INFORMATION GIVEN:
○ ○ ○ ○ ○
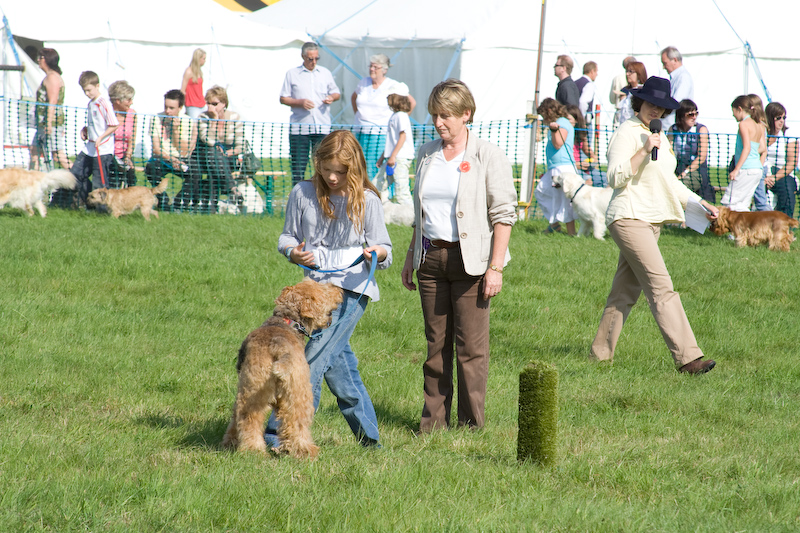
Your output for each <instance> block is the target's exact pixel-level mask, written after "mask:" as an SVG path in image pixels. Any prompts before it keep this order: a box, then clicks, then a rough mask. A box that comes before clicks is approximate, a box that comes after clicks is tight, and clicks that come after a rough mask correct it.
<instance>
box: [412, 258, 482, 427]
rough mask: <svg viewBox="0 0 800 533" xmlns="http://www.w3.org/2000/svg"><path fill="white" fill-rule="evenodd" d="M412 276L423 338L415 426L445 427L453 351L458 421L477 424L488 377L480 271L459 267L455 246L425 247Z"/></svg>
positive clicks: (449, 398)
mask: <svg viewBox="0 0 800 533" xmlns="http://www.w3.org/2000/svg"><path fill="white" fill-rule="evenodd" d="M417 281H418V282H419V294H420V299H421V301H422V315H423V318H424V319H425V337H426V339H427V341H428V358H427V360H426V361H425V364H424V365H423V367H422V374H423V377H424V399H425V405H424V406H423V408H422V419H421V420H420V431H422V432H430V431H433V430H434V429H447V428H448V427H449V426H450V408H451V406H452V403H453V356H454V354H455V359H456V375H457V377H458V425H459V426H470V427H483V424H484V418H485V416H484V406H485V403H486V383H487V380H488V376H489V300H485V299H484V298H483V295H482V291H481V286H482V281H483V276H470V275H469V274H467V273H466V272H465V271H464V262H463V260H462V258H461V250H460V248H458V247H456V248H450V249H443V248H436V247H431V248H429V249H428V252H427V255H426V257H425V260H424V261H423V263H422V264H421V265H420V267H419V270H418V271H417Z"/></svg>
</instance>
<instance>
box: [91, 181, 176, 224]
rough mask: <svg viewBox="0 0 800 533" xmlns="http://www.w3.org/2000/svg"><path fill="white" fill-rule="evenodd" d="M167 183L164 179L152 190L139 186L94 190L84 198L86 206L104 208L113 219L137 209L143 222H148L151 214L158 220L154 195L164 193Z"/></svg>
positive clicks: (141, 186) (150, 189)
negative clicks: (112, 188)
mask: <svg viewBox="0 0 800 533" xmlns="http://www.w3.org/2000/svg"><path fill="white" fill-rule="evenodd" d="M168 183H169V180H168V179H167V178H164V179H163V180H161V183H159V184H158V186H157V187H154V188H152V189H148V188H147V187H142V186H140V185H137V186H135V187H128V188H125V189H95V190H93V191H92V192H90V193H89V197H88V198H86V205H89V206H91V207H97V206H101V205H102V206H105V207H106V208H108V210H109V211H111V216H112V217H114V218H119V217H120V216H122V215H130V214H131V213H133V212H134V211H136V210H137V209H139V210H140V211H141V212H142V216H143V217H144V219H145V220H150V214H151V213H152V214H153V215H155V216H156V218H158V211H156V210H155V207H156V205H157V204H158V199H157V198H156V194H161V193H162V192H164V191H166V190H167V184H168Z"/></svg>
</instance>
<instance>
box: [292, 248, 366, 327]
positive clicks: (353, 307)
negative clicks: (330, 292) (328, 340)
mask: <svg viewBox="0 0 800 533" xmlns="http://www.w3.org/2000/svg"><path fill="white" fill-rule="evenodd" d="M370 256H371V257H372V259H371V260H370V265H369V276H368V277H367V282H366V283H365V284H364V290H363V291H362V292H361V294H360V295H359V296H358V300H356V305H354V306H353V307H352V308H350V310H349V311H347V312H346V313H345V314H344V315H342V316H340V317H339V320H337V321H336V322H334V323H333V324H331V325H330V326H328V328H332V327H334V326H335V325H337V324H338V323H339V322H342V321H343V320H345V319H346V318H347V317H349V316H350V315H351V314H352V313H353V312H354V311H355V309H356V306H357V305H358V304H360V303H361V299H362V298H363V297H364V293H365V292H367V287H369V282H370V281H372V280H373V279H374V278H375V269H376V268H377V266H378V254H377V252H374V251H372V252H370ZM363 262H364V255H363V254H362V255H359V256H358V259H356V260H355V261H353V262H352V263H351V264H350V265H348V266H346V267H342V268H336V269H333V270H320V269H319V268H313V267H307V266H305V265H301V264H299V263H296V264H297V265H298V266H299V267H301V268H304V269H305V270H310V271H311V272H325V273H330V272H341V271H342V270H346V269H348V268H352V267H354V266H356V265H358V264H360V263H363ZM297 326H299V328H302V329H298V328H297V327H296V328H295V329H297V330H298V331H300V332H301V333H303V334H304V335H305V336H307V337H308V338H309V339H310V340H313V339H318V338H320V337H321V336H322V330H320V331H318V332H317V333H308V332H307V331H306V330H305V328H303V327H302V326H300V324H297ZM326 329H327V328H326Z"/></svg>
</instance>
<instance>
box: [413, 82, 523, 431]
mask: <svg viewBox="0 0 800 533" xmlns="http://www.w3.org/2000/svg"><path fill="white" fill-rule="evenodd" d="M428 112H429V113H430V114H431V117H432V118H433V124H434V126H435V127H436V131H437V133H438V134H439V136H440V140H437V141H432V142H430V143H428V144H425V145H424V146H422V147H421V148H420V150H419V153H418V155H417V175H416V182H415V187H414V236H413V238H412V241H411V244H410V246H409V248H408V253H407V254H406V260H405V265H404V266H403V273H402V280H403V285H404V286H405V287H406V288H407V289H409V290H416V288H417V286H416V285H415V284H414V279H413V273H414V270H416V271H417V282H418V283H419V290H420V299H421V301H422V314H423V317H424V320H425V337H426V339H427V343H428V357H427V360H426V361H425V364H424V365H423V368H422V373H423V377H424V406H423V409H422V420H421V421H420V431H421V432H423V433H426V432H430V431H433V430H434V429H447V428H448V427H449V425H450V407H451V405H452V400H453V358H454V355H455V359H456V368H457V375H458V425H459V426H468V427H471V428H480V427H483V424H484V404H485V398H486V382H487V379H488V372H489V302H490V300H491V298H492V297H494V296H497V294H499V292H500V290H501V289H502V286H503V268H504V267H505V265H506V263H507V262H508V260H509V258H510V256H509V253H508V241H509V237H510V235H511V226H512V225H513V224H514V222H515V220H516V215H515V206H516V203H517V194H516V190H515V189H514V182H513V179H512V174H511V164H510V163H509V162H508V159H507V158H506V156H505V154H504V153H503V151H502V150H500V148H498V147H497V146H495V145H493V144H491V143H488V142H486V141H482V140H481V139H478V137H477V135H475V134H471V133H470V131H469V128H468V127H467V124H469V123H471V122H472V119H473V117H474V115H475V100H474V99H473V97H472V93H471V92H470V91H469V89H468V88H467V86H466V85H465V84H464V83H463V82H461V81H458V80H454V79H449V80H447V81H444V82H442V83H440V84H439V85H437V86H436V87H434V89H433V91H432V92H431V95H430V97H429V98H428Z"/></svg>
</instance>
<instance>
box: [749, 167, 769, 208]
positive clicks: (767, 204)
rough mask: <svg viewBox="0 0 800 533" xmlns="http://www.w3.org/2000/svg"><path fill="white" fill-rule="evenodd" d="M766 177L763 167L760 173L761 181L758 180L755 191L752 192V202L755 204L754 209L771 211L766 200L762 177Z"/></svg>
○ ○ ○ ○ ○
ASSIGNED TASK: Rewrite all of the material with every "rough mask" changed to "coarse mask" and nothing else altered. Leave the pictures out of your answer.

SOLUTION TO THIS EXERCISE:
Your output for each <instance> block is the target's exact pixel-level mask, written after "mask:" as an SVG path in image pixels. Any prompts before it keep this order: a box, then clicks, then a coarse mask. A box that comes before clicks is approximate, a box that comes after clicks is tight, and clicks that come after a coarse mask correct it.
<instance>
box: [412, 258, 482, 427]
coarse mask: <svg viewBox="0 0 800 533" xmlns="http://www.w3.org/2000/svg"><path fill="white" fill-rule="evenodd" d="M412 276L423 338L415 426L445 427L453 351L458 421L477 424L488 377L480 271L459 267L455 246L425 247Z"/></svg>
positive clicks: (449, 398)
mask: <svg viewBox="0 0 800 533" xmlns="http://www.w3.org/2000/svg"><path fill="white" fill-rule="evenodd" d="M417 281H418V282H419V294H420V299H421V301H422V315H423V318H424V319H425V337H426V339H427V341H428V358H427V360H426V361H425V364H424V365H423V367H422V374H423V377H424V399H425V405H424V406H423V408H422V419H421V420H420V431H422V432H430V431H433V430H434V429H447V428H448V427H449V426H450V408H451V406H452V403H453V356H454V354H455V359H456V375H457V377H458V425H459V426H470V427H483V424H484V418H485V416H484V406H485V403H486V383H487V380H488V376H489V300H485V299H484V298H483V295H482V291H481V286H482V281H483V276H470V275H469V274H467V273H466V272H465V271H464V262H463V260H462V258H461V250H460V248H458V247H456V248H450V249H443V248H436V247H431V248H429V249H428V252H427V255H426V257H425V260H424V261H423V263H422V264H421V265H420V267H419V270H418V271H417Z"/></svg>
</instance>
<instance>
box: [91, 181, 176, 224]
coarse mask: <svg viewBox="0 0 800 533" xmlns="http://www.w3.org/2000/svg"><path fill="white" fill-rule="evenodd" d="M167 183L164 179L152 190L139 186L94 190L84 198L86 206L104 208L113 219L137 209L143 222H148L151 214L158 220L154 195L164 193Z"/></svg>
positive clicks: (141, 186) (150, 189)
negative clicks: (112, 188)
mask: <svg viewBox="0 0 800 533" xmlns="http://www.w3.org/2000/svg"><path fill="white" fill-rule="evenodd" d="M168 183H169V180H168V179H167V178H164V179H163V180H161V183H159V184H158V186H157V187H154V188H152V189H148V188H147V187H142V186H140V185H137V186H135V187H128V188H125V189H95V190H93V191H92V192H90V193H89V197H88V198H86V205H89V206H91V207H97V206H101V205H102V206H105V207H106V208H108V210H109V211H111V216H112V217H114V218H119V217H120V216H122V215H130V214H131V213H133V212H134V211H136V210H137V209H139V210H140V211H141V212H142V216H143V217H144V219H145V220H150V214H151V213H152V214H153V215H155V216H156V218H158V211H156V210H155V207H156V205H157V204H158V199H157V198H156V194H161V193H162V192H164V191H166V190H167V184H168Z"/></svg>
</instance>
<instance>
box: [292, 248, 366, 327]
positive clicks: (353, 307)
negative clicks: (330, 292) (328, 340)
mask: <svg viewBox="0 0 800 533" xmlns="http://www.w3.org/2000/svg"><path fill="white" fill-rule="evenodd" d="M370 256H371V257H372V259H371V260H370V265H369V276H368V277H367V282H366V283H365V284H364V290H363V291H362V292H361V294H360V295H359V296H358V300H356V305H354V306H353V307H352V308H350V310H349V311H347V312H346V313H345V314H344V315H342V316H340V317H339V320H337V321H336V322H334V323H333V324H331V325H330V326H328V328H332V327H334V326H335V325H337V324H338V323H339V322H342V321H343V320H345V319H346V318H347V317H349V316H350V315H351V314H352V313H353V312H354V311H355V309H356V306H357V305H358V304H360V303H361V299H362V298H363V297H364V293H365V292H367V287H369V282H370V281H372V280H373V279H374V278H375V269H376V268H377V266H378V254H377V252H374V251H372V252H370ZM363 262H364V255H363V254H362V255H359V256H358V259H356V260H355V261H353V262H352V263H351V264H350V265H348V266H346V267H342V268H336V269H333V270H320V269H319V268H313V267H307V266H305V265H301V264H299V263H296V264H297V265H298V266H299V267H301V268H304V269H305V270H310V271H311V272H325V273H330V272H341V271H342V270H346V269H348V268H352V267H354V266H356V265H358V264H360V263H363ZM297 326H299V328H302V329H298V328H297V327H296V328H295V329H297V330H298V331H300V332H301V333H303V334H304V335H305V336H307V337H308V338H309V339H310V340H313V339H318V338H320V337H321V336H322V330H320V331H318V332H317V333H308V332H307V331H306V330H305V328H303V327H302V326H300V324H297ZM326 329H327V328H326Z"/></svg>
</instance>
<instance>
box: [413, 82, 523, 431]
mask: <svg viewBox="0 0 800 533" xmlns="http://www.w3.org/2000/svg"><path fill="white" fill-rule="evenodd" d="M428 112H429V113H430V114H431V117H432V118H433V124H434V126H435V127H436V131H437V133H438V134H439V136H440V140H437V141H432V142H430V143H428V144H425V145H424V146H422V147H421V148H420V150H419V153H418V155H417V175H416V182H415V187H414V236H413V238H412V241H411V244H410V246H409V248H408V253H407V254H406V260H405V265H404V266H403V273H402V280H403V285H404V286H405V287H406V288H407V289H409V290H416V288H417V286H416V285H415V284H414V279H413V273H414V270H416V271H417V282H418V283H419V290H420V299H421V301H422V314H423V317H424V320H425V337H426V339H427V343H428V357H427V360H426V361H425V364H424V365H423V368H422V373H423V377H424V406H423V409H422V420H421V421H420V431H421V432H423V433H426V432H430V431H433V430H434V429H447V428H448V427H449V425H450V407H451V405H452V400H453V358H454V355H455V359H456V368H457V375H458V425H459V426H468V427H471V428H480V427H483V424H484V404H485V398H486V382H487V379H488V372H489V302H490V300H491V298H492V297H494V296H497V294H499V292H500V290H501V289H502V286H503V268H504V267H505V265H506V263H507V262H508V260H509V258H510V256H509V253H508V241H509V237H510V235H511V226H512V225H513V224H514V222H515V220H516V215H515V206H516V203H517V194H516V190H515V189H514V182H513V179H512V174H511V164H510V163H509V162H508V159H507V158H506V156H505V154H504V153H503V151H502V150H500V148H498V147H497V146H495V145H493V144H491V143H488V142H486V141H482V140H481V139H478V137H477V135H475V134H471V133H470V131H469V128H468V127H467V124H469V123H471V122H472V119H473V117H474V115H475V100H474V99H473V97H472V93H471V92H470V91H469V89H468V88H467V86H466V85H465V84H464V83H463V82H461V81H458V80H454V79H449V80H447V81H444V82H442V83H440V84H439V85H437V86H436V87H434V89H433V91H432V92H431V95H430V97H429V98H428Z"/></svg>
</instance>
<instance>
box: [749, 167, 769, 208]
positive clicks: (767, 204)
coarse mask: <svg viewBox="0 0 800 533" xmlns="http://www.w3.org/2000/svg"><path fill="white" fill-rule="evenodd" d="M766 177L763 167L760 173L761 181L758 180L755 191L752 192V202L755 204L754 209L771 211L766 200L762 177Z"/></svg>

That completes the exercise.